Task 1 —
Answer the following questions using the inverter control text below, marking each answer with its matching letter.
(a) What inherent problem do peak current mode controllers have, and what addition solves it?
(b) Which digital signal controller was chosen for this work?
(c) What does Section IV describe?
Task 2 —
Based on the inverter control text below, explain why hysteretic controllers make designing and implementing the filters a tedious process.

Text block —
* BEGIN *
Current mode control methods have several advantages over voltage mode control methods, such as faster control dynamics, better audio-susceptibility, simple compensation and overcurrent protection [2-3]. In case of small-scale inverters, PI controller is one of the most preferred forms of inverter controllers due to its simplicity and well defined design procedures. However, this kind of controller has relatively poor performance due to the steady-state error with tracking the sinusoidal reference. Furthermore, this controller is unable to reject the noise in the current signal due to its poor dynamics. Hysteretic controllers have very fast and stable dynamics, however there would be a high bandwidth of the harmonic spectrum. This makes designing and implementation of the filters a tedious process. Whereas, in peak current mode control, the duty cycle is controlled by comparing the instantaneous peak of the inductor current to the sinusoidal reference in a cycle-by-cycle basis. Hence, implementing peak current controller is the better option based on control perspective. However, peak current mode controllers have an inherent problem of the presence of sub-harmonic oscillations [4-5]. This problem can be solved by the addition of slope compensation.

So far, most of the implementations of peak current control for DC-AC inverters have been exclusively analog in nature. Previous analog implementation has been used for buck converter topology with an unfolding circuit for photovoltaic-sourced stand-alone applications [6]. Analog implementation lacks flexibility and durability which can be offered in digital implementation. With radical improvements in the processing speed and cost reduction of digital signal controllers (DSC), digital implementation of control circuits becomes a more practically-viable option [7-11]. For grid-connected single-stage PV inverters, predictive methods of the peak current control have been digitally implemented in a simple manner [12]. In the predictive method using one or two samples during each switching cycle, the duty cycle is predicted using the mathematical models of the inverter for unipolar switching. Therefore, a variant of the peak current control with predictive slope compensation is achieved by this method. Systems with predictive methods lack real time cycle-by-cycle current limitation and also have computational delays which results in degraded audio-susceptibility [13].

To achieve the dynamics of cycle-by-cycle current limiting for single-phase H-bridge inverter with a digital compensation and peak-valley mode change is the objective of this paper. Using a DSC with very high bandwidth analog-to-digital converter (ADC) for high frequency sampling of inductor current is not an efficient method of control. Furthermore, it becomes impossible to achieve this for high frequency applications. A solution using a mixed-signal implementation for DC-DC converters has been discussed in [14]. However, for DC - AC applications, the inverter requires a peak-to-valley control-mode transition in every swing cycle. This paper proposes the implementation strategy for DC-AC single phase inverters, employing significant improvements by an efficiently-organizing method. The chosen DSC for this work is TMS320F28335 from Texas Instruments. The device is available to control multiple high-frequency power stages for power electronics industrial applications [15-18].

Section II discusses the operating principles of the newly developed digital peak-valley current mode controller in detail. Section III explains how to analyze and design the digital slope compensation required in order to nullify the oscillations of the peak current mode controller. Section IV describes an adaptive slope compensation for a unipolar switching method of H-bridge inverter. Section V explains the hardware verification followed by conclusion in Section VI.
* END *
Supplied data —
* BEGIN *
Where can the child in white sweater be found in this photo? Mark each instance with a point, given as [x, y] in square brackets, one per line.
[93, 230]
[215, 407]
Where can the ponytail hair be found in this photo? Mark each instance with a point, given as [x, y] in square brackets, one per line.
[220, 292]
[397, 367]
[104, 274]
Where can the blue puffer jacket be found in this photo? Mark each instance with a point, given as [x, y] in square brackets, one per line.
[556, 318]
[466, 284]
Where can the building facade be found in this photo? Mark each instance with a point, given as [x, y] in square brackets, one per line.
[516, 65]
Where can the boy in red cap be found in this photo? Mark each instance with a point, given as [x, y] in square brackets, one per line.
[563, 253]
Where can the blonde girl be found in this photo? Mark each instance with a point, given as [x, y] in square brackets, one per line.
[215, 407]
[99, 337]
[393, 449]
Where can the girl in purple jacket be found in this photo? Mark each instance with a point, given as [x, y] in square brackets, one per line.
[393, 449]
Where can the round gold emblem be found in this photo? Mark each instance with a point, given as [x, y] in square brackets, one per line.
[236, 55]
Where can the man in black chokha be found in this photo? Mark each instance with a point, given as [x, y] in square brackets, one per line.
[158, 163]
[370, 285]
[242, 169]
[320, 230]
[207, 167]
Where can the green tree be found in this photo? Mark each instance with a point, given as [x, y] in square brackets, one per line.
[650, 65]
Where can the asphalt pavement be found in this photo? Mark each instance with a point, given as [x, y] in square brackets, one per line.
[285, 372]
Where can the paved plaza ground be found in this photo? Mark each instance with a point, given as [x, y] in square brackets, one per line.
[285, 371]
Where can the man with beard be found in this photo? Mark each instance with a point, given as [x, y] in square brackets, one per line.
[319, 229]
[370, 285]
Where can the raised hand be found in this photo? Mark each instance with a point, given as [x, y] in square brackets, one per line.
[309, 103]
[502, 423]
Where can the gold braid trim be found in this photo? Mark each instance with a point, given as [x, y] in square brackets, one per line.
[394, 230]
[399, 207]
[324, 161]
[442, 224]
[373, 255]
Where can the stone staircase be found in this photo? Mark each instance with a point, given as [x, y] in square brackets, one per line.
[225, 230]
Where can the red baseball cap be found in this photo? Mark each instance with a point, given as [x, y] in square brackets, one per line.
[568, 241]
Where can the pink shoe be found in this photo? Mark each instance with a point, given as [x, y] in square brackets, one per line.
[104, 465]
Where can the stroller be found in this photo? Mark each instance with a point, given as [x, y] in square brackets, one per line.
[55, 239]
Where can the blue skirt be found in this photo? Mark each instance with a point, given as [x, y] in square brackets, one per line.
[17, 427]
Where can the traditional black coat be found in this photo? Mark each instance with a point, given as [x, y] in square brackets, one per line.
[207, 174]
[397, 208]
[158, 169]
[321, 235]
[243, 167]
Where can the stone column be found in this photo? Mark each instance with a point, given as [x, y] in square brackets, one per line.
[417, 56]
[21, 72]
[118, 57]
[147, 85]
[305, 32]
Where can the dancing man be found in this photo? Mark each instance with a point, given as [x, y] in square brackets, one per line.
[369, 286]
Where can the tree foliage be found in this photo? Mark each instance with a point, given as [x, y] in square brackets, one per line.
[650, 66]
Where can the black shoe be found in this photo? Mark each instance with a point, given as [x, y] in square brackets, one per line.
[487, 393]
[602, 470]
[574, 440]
* END *
Complete response 1 —
(a) They have an inherent problem of sub-harmonic oscillations, which can be solved by adding slope compensation.
(b) The TMS320F28335 from Texas Instruments.
(c) An adaptive slope compensation for a unipolar switching method of the H-bridge inverter.

Complete response 2 —
Although hysteretic controllers have very fast and stable dynamics, they produce a high bandwidth of the harmonic spectrum. This wide harmonic spectrum is what makes designing and implementing the filters tedious.